* _Job_
Reproduce the material below with each "service" changed to "tool" and nothing else altered. Omit the pictures from your version.

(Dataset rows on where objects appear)
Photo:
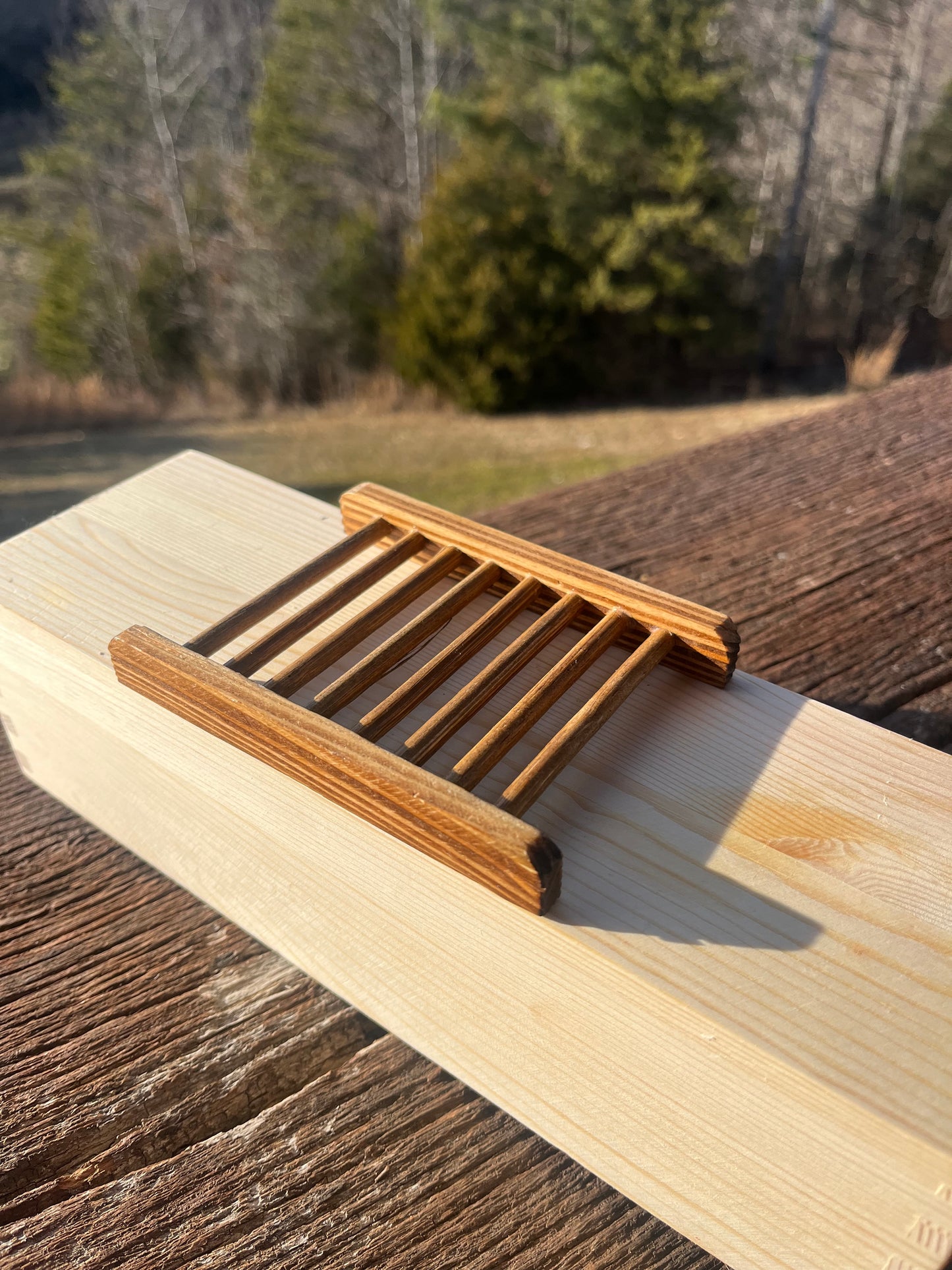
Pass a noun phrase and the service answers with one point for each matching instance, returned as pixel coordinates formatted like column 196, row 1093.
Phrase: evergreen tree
column 623, row 113
column 64, row 324
column 489, row 310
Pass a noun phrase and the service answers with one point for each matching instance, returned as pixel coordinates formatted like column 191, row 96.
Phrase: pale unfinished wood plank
column 476, row 840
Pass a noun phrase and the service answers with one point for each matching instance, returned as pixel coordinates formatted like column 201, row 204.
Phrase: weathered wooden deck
column 175, row 1095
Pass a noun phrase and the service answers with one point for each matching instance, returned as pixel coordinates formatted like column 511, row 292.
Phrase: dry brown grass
column 871, row 365
column 40, row 403
column 465, row 463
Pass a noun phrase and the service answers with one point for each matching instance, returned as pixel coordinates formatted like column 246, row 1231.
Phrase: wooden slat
column 470, row 699
column 386, row 715
column 567, row 743
column 370, row 668
column 706, row 642
column 366, row 623
column 325, row 606
column 242, row 619
column 453, row 827
column 513, row 726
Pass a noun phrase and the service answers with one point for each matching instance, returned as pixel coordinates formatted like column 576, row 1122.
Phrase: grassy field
column 462, row 463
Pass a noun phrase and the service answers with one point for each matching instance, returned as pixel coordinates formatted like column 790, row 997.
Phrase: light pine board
column 739, row 1011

* _Correct answer_
Photo:
Pass a noun phrase and the tool answers with one point for each matching instance, returned as pixel coordinates formatted like column 196, row 1093.
Phrase: evergreen tree
column 623, row 113
column 64, row 324
column 489, row 310
Pass a noun phrase and the tool answers with one point for each matching instance, returned as pixel coordinates formatted like column 191, row 96.
Phrase: pale unfinished wood plank
column 476, row 840
Pass a noun phrase and the tool answers with one point for each matching instance, returned as pixel coordinates formatted like column 201, row 204.
Phrase: weathered wooden deck
column 175, row 1095
Pass a noun phrase and the tool answers with one point for each matching instance, returned as pixel coordinates formatted like column 511, row 292.
Phrase: dry brown grass
column 871, row 365
column 40, row 403
column 465, row 463
Pass a noun phrase and the tool answers with one point for each matching instance, returned as pixel coordinates formatted like column 246, row 1231.
Phrase: wooden slat
column 470, row 699
column 386, row 715
column 567, row 743
column 370, row 668
column 706, row 642
column 366, row 623
column 325, row 606
column 242, row 619
column 453, row 827
column 513, row 726
Pass a noun phrase and the tool answers with one point for each matching instance, returned as pixel coordinates formatted like column 576, row 1122.
Phrase: grassy field
column 462, row 463
Pass a noun phrase and the tool answers with one point for each matching instance, returned as pixel coordinates formatted like column 790, row 997.
Phrase: light pine board
column 739, row 1011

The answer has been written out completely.